◆ Task list ◆
1) From the text on the Shap Granite find, extract the passage starting at "An interesting point" and ending at "the ice up.".
2) In the text on the Shap Granite find, which present-day trans-Pennine route goes through the Stainmore pass?

◆ Source document ◆

┏━━

Outside of the very exciting erosion features of the glacial till cliffs I also spotted a genuine Shap Granite which today is dug out from a quarry near Shap in Cumbria just off the M6. I have seen and read about these in my geology books but it is very exciting to find them in the field. What is it doing in Whitby! This rock was plucked out possibly from a cliff by a glacier which then took it over the Stainmore pass, where the present-day trans-Pennine route the A 66 goes, it then descended into the Vale of York and turned right to head down the Vale obviously moving towards Whitby and when the glaciation retreated around 10,000 years ago it deposited the nice little rock beastie that I saw yesterday. There is also a Shap Granite in the Museum Gardens in York which I'm pretty sure was found there many years ago and has been left as a lovely reminder of our geological and glacial past. I was talking about this rock to my family in the Gardens about a year ago and one of the Museum curators who was a geologist walked by and said it was really unusual that somebody knew what that rock was. I just glowed!

An interesting point about the movement of the glacier up and over and down the Stainmore pass is that you would not think that a glacier can go uphill but indeed they can it all depends on the height of the mountains it comes from and when all this ice just pushes into the valley before the Stainmore pass it eventually just rides up and over it a physical feature seen even today where there are glaciers. I have just thought that this could explain the very steep gradient of the West side of the Stainmore Pass as the glacier just dug into the uphill section and then forced the ice up.

┗━━

◆ Information ◆
┏━━

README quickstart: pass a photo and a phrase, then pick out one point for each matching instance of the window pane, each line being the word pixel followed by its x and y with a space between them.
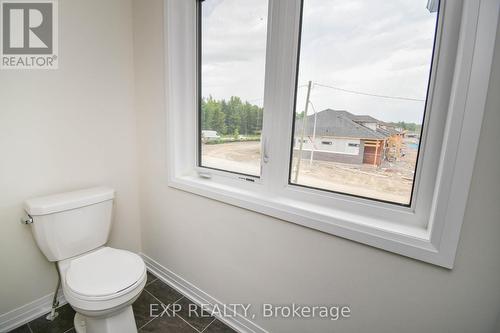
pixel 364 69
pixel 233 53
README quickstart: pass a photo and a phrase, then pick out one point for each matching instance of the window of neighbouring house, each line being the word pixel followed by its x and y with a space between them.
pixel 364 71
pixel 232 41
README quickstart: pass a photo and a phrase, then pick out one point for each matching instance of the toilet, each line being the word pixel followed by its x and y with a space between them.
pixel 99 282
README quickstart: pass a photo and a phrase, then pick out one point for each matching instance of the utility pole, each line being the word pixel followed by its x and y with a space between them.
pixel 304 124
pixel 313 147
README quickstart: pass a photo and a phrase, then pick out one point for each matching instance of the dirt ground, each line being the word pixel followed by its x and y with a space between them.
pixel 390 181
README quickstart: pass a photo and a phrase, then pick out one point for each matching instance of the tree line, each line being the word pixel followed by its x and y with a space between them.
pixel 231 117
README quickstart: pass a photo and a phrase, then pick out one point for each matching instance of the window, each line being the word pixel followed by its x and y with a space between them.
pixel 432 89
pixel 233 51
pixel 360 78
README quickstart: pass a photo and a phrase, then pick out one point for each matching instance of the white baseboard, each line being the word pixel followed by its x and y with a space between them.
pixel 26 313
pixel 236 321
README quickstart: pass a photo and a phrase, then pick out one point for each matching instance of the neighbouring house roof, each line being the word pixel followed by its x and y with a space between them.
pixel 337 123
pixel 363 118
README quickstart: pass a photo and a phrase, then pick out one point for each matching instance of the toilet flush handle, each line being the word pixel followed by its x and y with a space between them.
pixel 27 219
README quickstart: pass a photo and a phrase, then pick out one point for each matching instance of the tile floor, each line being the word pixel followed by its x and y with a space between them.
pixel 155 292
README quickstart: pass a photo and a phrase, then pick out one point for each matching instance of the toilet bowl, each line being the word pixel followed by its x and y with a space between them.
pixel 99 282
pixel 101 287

┗━━
┏━━

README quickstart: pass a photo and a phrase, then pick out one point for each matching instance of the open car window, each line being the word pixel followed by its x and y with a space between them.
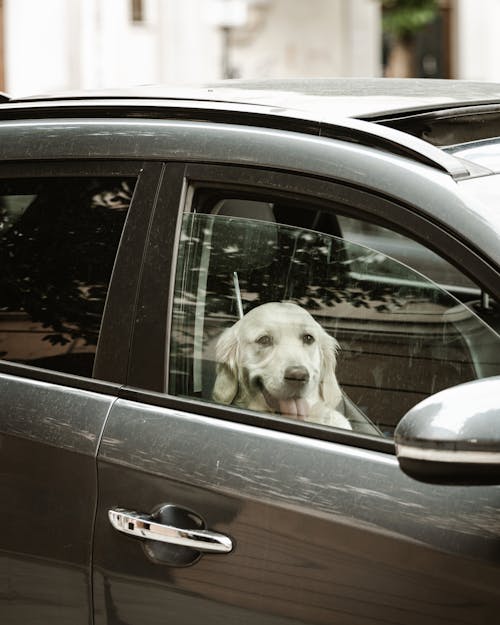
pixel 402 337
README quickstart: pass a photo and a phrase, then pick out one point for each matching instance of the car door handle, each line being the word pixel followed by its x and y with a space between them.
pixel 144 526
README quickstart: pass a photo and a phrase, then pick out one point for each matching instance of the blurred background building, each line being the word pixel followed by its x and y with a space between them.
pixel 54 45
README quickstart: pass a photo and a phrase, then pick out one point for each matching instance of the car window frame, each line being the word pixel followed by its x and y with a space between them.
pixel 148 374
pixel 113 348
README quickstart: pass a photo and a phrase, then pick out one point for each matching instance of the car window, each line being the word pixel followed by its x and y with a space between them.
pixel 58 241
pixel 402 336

┗━━
┏━━

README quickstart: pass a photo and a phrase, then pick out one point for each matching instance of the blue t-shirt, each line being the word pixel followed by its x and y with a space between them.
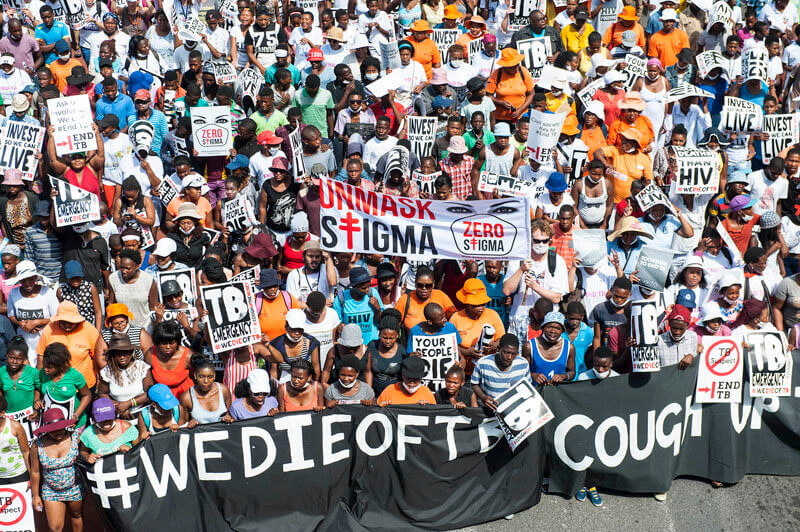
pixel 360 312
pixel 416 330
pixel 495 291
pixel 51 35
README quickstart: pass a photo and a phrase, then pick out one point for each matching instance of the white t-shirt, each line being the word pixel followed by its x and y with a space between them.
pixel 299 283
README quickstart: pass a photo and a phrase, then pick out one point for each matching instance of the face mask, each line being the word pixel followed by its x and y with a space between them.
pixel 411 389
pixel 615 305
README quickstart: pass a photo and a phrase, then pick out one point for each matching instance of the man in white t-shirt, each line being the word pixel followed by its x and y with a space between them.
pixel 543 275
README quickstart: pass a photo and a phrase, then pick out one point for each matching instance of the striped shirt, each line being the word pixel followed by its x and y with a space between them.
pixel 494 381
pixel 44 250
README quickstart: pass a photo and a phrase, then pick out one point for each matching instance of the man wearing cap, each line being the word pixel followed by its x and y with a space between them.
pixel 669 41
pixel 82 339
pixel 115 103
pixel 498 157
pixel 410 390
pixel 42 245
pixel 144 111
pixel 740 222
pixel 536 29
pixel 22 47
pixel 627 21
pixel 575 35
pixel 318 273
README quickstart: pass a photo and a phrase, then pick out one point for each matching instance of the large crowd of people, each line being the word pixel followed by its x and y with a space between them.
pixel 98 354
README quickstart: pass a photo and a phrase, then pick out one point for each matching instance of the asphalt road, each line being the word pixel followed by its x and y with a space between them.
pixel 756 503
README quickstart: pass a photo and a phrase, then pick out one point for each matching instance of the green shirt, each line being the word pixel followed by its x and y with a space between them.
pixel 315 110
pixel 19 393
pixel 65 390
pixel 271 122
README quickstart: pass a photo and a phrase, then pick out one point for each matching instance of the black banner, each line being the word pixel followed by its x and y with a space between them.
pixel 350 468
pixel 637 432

┗━━

◆ Solved tasks ◆
1)
An interesting point about the movement of the glacier up and over and down the Stainmore pass is that you would not think that a glacier can go uphill but indeed they can it all depends on the height of the mountains it comes from and when all this ice just pushes into the valley before the Stainmore pass it eventually just rides up and over it a physical feature seen even today where there are glaciers. I have just thought that this could explain the very steep gradient of the West side of the Stainmore Pass as the glacier just dug into the uphill section and then forced the ice up.

2) The A 66.